INSTRUCTION - Reproduce verbatim the rows below, from the line containing "Report one point per instance of the green" to the line containing "Target: green leaf", including both of those lines.

EXERCISE INPUT -
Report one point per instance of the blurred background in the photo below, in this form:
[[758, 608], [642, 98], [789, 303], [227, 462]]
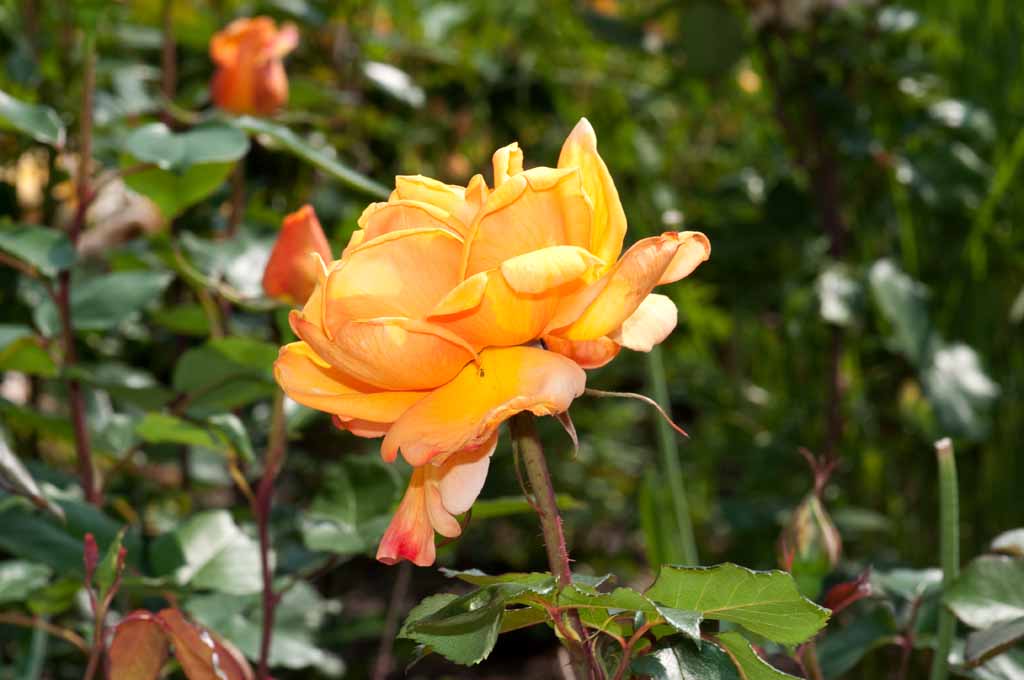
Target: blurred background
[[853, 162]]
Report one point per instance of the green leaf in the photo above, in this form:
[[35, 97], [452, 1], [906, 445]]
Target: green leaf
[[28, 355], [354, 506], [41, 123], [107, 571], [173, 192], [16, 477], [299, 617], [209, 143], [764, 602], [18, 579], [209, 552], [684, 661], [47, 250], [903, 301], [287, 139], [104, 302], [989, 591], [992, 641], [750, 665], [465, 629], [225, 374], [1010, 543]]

---

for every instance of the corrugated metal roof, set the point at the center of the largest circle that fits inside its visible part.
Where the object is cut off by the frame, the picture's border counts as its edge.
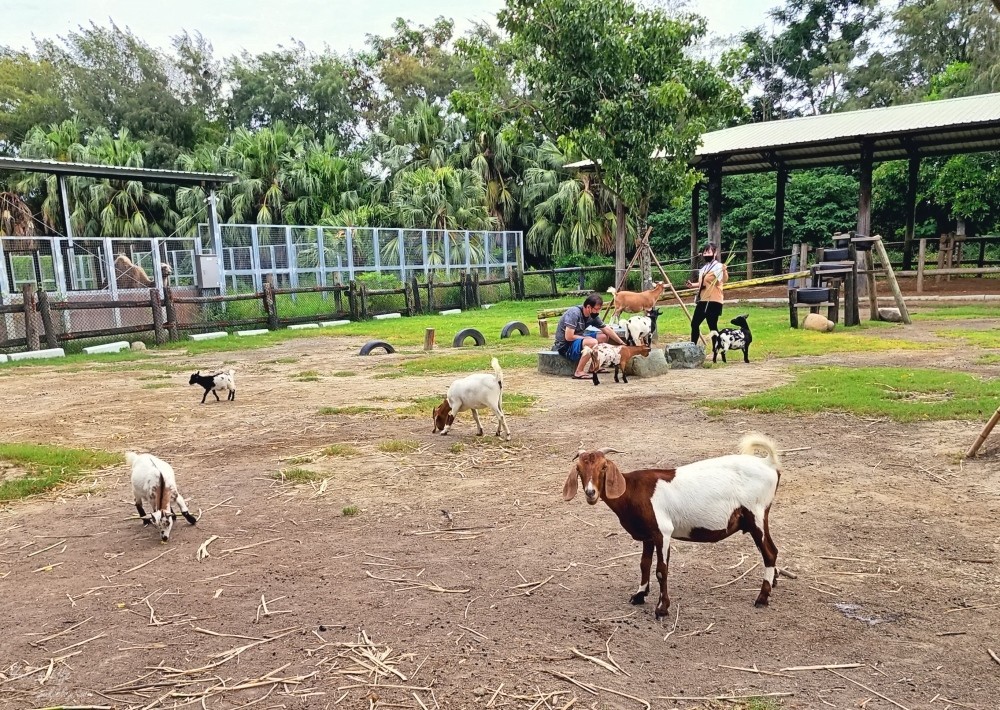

SOLUTION TO THE EXERCISE -
Report one point per instance of the green leaf in the photo above, in this form:
[[35, 97], [452, 1], [906, 445]]
Target: green leaf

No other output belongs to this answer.